• [Work to complete]: Give the lines from the start of the items up to and including the line containing "<point>212,285</point>" as a JSON list of strings, one string per line, with blank lines left out.

• [Records for this task]:
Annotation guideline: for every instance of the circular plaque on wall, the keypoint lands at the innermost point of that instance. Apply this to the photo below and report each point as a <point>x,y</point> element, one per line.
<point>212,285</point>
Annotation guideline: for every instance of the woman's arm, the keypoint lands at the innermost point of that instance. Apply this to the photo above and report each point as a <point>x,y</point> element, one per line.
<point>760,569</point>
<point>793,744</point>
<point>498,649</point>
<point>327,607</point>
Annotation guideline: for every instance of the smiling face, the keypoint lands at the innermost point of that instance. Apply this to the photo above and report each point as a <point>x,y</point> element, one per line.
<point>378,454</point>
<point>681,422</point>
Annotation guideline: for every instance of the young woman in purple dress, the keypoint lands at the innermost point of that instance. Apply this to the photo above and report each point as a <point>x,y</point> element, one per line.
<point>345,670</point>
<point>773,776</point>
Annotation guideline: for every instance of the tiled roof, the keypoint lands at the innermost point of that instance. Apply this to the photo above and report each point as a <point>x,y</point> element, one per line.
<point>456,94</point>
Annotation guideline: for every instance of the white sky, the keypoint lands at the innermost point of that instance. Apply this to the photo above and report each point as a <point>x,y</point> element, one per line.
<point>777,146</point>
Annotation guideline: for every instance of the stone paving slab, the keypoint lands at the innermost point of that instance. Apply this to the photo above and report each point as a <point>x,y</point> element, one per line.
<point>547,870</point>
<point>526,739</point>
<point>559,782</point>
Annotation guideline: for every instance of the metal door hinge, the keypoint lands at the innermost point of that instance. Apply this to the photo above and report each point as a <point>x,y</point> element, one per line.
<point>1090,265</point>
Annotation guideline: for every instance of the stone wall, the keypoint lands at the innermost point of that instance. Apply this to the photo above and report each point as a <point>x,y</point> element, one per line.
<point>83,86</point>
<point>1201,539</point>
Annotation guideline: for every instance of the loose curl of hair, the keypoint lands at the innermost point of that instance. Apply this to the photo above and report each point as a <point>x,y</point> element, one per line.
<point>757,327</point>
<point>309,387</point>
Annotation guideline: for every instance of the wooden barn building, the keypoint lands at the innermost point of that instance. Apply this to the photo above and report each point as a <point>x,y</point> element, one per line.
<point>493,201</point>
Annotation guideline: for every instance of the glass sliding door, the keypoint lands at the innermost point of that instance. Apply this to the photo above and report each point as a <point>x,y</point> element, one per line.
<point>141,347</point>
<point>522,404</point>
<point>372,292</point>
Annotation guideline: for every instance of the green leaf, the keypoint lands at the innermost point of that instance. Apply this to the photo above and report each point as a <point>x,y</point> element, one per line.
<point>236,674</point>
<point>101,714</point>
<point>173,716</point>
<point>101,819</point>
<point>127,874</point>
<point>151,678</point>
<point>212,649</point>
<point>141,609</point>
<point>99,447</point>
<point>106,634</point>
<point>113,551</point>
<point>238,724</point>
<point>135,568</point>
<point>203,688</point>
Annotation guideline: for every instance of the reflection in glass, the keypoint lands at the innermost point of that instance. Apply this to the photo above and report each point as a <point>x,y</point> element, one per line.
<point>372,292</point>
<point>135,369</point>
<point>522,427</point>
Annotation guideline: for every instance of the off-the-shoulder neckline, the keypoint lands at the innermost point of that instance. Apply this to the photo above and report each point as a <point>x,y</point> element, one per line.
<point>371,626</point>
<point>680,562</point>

• [Exercise answer]:
[
  "Annotation guideline: for every instance of the circular plaque on wall, the keypoint lands at the innermost point of that instance. Apply this to the photo below and report each point as a <point>x,y</point> element, one per line.",
  "<point>212,285</point>"
]